■ **Task directions**: Write the next few paragraphs of the article on the Connecticut hardcore music scene below, picking up after its final sentence.

■ **Provided passage**:
Not that the bands and their fans — mostly young, mostly male, mostly white and noticeably angry at the world — divide themselves by class, color, sex or ZIP code.

 

"It's very united, the Connecticut hardcore scene," said John Zumbo, 24, a University of Connecticut psychology student who is the singer with Pray for Death. "But to an outsider, it's definitely violent."

 

Despite its reputation as a boring but happy place of white-glove politics and private beaches, Connecticut has long been fertile ground for an intense underground music movement known, incongruously enough, as Connecticut hardcore. Populated in no small measure by college-bound middle- and upper-middle- class high school students who form their own four-car-garage bands, Connecticut hardcore has evolved from its Fairfield County, post-punk origins 10 years ago into a dedicated, growing covey of young people united against hypocrisy, greed and sameness — essentially, America as they see it.

 

It is not heavy metal, not radio-ready alternative rock. Hardcore music, at least the variety popular in Connecticut and elsewhere in the metropolitan region, is defined by exactly those elements that keep it from becoming mainstream: gut-wrenching, screaming vocals and group dancing in which flailing fists, feet and elbows of some fans are expected to meet the eyes, ears and noses of others.

 

"My friend Mike used to say it wasn't a good show unless he got kicked in the teeth, because he had braces," said Win Vitkowsky, a 17-year-old Greenwich High School senior who publishes Common Sense, a fanzine dedicated to Connecticut's hardcore scene. Mark Sahatjian, Pray for Death's 16-year-old bassist, who is from Monroe, described Connecticut hardcore dancing as "not beating people up, but it's the next closest thing."

 

Like hippies in the 60's and punk music in the early 80's, today's hardcore movement is a youth-driven reaction to the disappointments of adult life, said Clinton Sanders, a professor of sociology at the University of Connecticut who specializes in deviance and popular culture.

 

"This is not new under the sun; there's a real continuity in American youth culture," Professor Sanders said of hardcore and its flying-fist rituals. "What's interesting about this form of violence is that it's not antagonistically directed. It's enthusiastic group activity." And, he added, "it has the auxiliary benefit of annoying adults."

 

To its young adherents, Connecticut hardcore is much more than a sustained Bronx cheer aimed at grown-ups. Behind the bleeding- throat vocals and blazing power chords, they say, is an all-for-one mentality and political awareness easily lost on a newcomer holding his hands over his ears.

 

"It's, like, everybody's got everybody else's back," said Wes Fortier, 19, the shaved-head guitarist for Death Threat.

 

Hardcore lyrics, too, are often tributes to environmental awareness, animal rights and racial equality, as well as angst-riddled anthems to teenage love and problem parents. "No one can redeem themselves; no one can be saved," wail Hatebreed, a nationally known band from the New Haven area in their song "Burial for the Living."

 

"Hardcore is a mentality, dude, it's not just a kind of music," said Jay Reason, 22, a hardcore musician and music promoter who grew up in Orange. "In hardcore, you can be the biggest outcast in high school, and then you go to a show and be one of the most respected people there."

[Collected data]
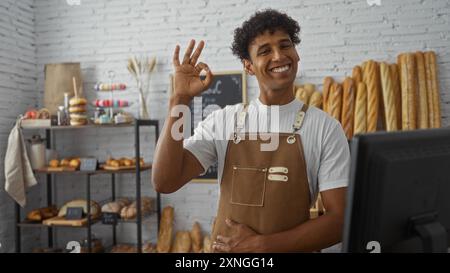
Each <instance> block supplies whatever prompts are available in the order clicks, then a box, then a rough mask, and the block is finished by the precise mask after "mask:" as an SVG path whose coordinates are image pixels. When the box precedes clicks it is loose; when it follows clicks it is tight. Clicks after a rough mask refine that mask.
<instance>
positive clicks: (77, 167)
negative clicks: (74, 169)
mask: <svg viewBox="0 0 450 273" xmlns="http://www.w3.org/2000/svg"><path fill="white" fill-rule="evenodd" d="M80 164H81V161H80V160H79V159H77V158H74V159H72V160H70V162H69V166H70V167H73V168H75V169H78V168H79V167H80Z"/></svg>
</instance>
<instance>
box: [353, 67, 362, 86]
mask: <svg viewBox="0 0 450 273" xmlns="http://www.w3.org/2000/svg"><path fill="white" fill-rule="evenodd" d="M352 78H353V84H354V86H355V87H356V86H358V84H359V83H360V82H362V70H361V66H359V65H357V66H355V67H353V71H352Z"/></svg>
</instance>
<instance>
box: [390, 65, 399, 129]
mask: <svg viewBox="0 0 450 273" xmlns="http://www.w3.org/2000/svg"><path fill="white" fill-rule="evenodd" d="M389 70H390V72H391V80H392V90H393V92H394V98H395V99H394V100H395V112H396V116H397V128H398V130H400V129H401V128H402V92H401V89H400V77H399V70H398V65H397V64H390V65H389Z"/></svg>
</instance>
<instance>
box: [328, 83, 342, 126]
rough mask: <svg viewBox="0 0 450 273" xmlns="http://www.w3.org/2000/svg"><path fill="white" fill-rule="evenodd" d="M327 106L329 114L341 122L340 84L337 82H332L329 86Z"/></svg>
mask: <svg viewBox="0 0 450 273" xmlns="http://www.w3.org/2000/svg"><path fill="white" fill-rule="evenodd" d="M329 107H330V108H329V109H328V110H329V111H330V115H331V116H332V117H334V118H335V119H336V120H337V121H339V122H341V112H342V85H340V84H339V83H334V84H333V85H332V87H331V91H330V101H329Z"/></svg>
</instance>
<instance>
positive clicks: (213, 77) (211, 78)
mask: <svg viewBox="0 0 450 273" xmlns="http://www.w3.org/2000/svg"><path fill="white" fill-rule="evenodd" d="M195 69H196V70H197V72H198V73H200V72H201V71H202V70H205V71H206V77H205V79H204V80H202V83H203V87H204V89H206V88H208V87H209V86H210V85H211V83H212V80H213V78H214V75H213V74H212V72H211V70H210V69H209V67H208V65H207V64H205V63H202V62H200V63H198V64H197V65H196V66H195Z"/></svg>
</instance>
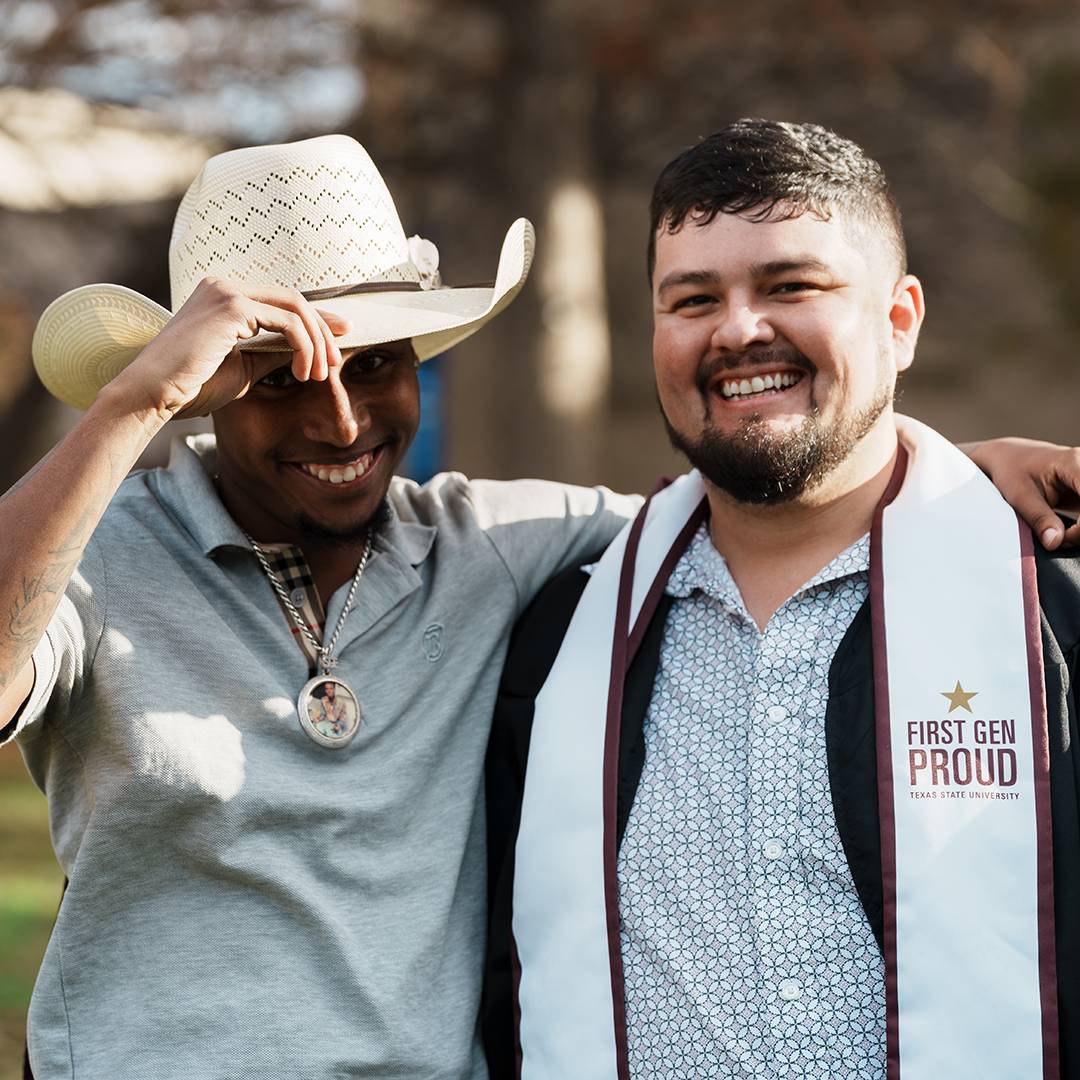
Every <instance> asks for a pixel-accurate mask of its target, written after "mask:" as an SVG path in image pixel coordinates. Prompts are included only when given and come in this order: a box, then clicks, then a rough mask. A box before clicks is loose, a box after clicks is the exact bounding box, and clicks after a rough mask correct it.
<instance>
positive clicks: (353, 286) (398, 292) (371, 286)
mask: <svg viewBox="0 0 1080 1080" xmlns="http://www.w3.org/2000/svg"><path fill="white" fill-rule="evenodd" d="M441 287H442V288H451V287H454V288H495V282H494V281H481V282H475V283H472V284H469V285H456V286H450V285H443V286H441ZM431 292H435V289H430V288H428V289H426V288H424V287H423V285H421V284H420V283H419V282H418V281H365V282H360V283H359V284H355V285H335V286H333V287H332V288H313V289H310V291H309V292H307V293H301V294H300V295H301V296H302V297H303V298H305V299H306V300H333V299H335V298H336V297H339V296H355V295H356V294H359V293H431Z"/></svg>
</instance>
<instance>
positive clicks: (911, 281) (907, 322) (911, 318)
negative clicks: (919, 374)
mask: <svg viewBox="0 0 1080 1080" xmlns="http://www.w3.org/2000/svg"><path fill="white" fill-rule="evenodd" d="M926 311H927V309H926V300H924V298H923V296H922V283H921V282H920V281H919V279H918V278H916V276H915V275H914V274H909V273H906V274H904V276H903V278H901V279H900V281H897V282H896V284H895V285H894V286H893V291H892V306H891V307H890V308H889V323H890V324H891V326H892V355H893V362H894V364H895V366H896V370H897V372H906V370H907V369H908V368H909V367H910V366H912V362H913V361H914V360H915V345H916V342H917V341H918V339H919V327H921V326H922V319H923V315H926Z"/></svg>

---

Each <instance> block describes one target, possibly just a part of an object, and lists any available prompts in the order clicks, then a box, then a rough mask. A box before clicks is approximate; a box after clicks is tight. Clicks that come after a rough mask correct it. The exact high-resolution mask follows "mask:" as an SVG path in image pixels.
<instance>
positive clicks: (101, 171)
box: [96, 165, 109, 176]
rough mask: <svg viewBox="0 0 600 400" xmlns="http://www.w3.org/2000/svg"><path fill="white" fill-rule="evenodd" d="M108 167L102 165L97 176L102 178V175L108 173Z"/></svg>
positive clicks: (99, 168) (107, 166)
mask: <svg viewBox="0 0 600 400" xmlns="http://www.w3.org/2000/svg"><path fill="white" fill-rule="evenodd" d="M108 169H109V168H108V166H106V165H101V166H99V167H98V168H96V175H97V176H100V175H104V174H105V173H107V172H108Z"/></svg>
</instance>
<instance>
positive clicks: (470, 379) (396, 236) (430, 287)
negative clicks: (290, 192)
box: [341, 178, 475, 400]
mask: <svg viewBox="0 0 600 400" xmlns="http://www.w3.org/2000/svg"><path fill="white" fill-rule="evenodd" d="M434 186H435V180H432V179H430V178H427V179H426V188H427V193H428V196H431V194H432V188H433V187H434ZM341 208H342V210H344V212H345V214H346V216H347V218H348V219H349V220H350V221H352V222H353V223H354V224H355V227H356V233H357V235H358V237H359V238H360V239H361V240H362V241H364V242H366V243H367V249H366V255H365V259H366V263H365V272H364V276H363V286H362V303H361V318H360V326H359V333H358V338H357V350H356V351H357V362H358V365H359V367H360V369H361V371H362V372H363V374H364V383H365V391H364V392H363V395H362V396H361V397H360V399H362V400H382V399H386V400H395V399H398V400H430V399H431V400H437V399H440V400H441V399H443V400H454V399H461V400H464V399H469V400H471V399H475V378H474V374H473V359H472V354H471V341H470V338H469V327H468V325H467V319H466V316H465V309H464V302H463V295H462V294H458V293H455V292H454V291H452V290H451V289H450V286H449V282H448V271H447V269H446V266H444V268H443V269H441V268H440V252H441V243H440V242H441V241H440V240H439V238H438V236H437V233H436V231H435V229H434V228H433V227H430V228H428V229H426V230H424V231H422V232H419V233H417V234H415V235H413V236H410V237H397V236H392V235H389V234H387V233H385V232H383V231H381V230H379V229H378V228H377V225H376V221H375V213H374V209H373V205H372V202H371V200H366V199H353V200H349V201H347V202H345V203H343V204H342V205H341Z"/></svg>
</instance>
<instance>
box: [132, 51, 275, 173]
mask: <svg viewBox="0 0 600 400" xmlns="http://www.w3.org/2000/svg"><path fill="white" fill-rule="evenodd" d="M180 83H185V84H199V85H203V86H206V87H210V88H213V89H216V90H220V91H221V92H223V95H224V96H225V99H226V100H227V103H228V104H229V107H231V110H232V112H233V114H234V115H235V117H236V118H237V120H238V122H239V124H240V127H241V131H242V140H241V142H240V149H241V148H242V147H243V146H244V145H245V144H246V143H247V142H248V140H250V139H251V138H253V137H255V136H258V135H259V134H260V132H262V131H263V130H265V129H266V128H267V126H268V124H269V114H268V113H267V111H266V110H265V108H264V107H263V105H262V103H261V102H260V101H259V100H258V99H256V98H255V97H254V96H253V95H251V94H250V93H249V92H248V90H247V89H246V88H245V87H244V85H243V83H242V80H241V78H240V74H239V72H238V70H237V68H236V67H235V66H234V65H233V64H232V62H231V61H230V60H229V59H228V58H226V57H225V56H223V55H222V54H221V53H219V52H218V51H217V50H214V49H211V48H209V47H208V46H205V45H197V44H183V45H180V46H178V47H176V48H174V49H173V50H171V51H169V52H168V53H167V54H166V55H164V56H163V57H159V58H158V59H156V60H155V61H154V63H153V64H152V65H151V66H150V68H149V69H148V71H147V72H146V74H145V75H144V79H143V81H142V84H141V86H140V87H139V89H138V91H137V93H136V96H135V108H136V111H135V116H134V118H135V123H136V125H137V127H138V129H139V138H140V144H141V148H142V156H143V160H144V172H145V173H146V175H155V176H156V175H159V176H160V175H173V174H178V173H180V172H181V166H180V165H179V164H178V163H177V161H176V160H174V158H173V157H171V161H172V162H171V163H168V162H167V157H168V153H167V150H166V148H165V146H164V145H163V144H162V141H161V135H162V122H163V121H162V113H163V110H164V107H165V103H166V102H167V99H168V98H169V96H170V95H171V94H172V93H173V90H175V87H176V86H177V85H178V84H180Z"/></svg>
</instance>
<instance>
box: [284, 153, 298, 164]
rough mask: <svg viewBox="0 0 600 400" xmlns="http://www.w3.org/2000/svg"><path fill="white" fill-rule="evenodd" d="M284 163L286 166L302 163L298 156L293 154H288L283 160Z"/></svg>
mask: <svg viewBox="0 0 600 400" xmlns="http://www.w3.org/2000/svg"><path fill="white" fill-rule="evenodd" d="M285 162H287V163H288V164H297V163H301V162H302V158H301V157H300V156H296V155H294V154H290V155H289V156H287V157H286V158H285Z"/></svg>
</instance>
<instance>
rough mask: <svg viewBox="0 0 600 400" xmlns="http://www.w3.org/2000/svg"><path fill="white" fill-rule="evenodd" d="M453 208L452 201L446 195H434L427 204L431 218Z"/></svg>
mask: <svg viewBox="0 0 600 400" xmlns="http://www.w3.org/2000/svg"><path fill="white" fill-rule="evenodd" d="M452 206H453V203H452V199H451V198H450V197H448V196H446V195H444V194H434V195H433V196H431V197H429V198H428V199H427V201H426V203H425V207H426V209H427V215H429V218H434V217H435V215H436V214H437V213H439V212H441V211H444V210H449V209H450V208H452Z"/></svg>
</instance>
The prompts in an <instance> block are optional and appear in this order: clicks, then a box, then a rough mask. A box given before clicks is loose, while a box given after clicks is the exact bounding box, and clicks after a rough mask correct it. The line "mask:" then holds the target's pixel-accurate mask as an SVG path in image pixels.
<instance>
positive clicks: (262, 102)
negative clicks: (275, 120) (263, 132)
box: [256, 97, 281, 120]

---

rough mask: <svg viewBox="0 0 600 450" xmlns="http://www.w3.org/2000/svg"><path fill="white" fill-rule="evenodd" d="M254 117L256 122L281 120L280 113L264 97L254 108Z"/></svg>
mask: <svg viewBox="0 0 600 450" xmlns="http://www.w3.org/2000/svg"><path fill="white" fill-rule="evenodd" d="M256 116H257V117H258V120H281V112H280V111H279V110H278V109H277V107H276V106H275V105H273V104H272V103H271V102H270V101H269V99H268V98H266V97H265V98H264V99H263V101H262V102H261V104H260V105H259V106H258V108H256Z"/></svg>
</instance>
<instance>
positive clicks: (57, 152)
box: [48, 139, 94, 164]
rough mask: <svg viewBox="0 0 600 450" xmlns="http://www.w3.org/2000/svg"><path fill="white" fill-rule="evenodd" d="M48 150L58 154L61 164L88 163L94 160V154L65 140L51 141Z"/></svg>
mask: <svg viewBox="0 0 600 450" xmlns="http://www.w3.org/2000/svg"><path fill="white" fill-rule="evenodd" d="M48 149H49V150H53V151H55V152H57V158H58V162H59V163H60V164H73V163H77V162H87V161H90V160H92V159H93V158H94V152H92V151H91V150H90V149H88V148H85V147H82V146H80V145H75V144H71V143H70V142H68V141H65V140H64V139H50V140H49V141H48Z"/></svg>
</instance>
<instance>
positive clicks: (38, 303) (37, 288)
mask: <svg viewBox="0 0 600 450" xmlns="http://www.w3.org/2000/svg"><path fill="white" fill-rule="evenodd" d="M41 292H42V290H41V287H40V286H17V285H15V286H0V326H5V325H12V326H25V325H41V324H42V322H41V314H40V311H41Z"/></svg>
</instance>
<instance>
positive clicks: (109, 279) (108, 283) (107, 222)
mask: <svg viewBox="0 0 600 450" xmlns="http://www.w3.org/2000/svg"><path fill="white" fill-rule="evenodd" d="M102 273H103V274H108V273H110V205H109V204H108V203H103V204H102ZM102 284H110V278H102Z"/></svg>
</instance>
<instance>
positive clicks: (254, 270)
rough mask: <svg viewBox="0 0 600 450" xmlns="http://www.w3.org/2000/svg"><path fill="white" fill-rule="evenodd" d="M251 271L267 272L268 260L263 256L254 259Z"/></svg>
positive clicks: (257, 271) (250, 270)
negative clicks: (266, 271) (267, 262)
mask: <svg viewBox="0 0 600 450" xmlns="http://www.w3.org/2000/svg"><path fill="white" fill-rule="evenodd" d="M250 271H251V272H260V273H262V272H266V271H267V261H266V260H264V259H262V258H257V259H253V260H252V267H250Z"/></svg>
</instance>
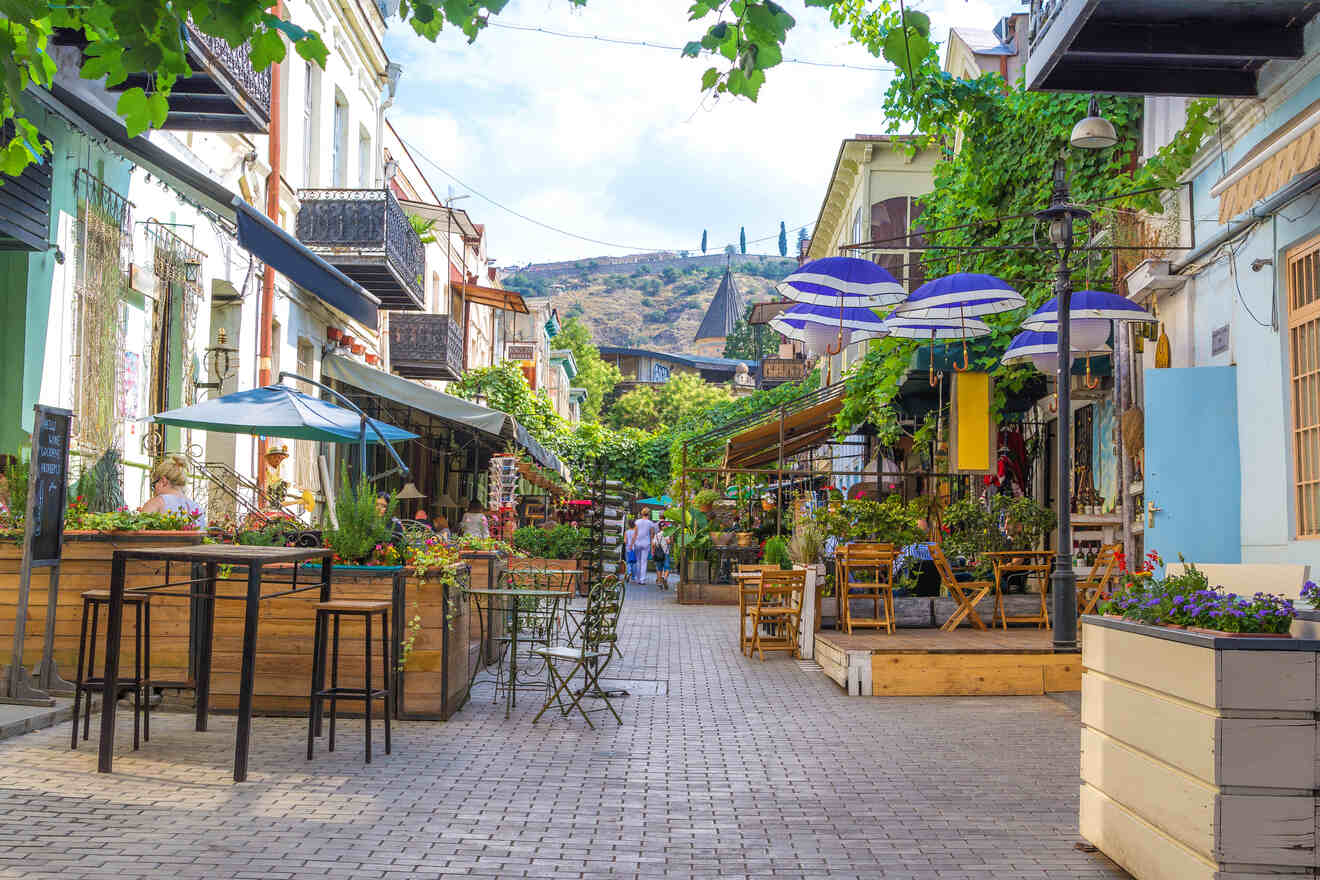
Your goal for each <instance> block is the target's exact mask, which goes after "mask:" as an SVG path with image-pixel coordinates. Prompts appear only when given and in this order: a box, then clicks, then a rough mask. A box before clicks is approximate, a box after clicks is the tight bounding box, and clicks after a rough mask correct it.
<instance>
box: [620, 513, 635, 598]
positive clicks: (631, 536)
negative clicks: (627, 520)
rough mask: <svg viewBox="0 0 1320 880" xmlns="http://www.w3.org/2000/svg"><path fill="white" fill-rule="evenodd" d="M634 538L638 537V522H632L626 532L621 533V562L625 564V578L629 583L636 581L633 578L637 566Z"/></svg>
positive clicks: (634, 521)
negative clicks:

■ **Task answer**:
Jamey Jasta, 23, the cherub-faced singer for Hatebreed, produced his first hardcore concert when he was 13. He credits hardcore culture with nothing less than keeping him out of prison.

 

"Without my music, without that outlet, I'd probably be crawling in someone's window or be locked up somewhere," he said during a cell- phone interview from the Midwest, where Hatebreed was part of the OzzFest 2001 concert tour.

 

"I get a lot of guys," he went on, in his trademark cement-mixer rasp, "who will come up to me and say, `I scream my head off, I dive off the stage and slam into people; and when I go home, I can wake up and go to work in the morning.' "

 

By any measure, Connecticut hardcore — sometimes called Connecticore — has come a long way since the early 1990's, when bands would play for family members and free egg rolls in the dining room of the Fortune Cookie, a Chinese restaurant in Norwalk.

 

Though still plagued by a perception among some club owners that hardcore shows lead to business-killing brawls, the movement in Connecticut has cleaned up its act in recent years. Technology and e-mail have helped hardcore grow. Homemade demo tapes, the sine qua non of any self-respecting band a few years ago, have given way to higher-quality compact discs.

 

Still, if a band sells more than 3,000 copies of its music nationally, it is considered a breakthrough, and even the most popular hardcore bands play at only a handful of clubs in the state.

 

It may be the price the hardcore movement must pay for a reputation that even some adults say is ironic, given the type of youths that it typically attracts: educated, suburban and, by and large, clean-cut.

 

Connecticut hardcore has its share of thugs and bullies, but they are fringe elements, said Morgan Walker, a Wilton resident and the founder of 800 Pound Gorilla Music, a hardcore music publisher.

 

"These kids are smart," said Mr. Walker, who admits to being old enough to have witnessed the birth of hardcore in the mid-1980's. "They're not swallowing the pablum that's being fed to them."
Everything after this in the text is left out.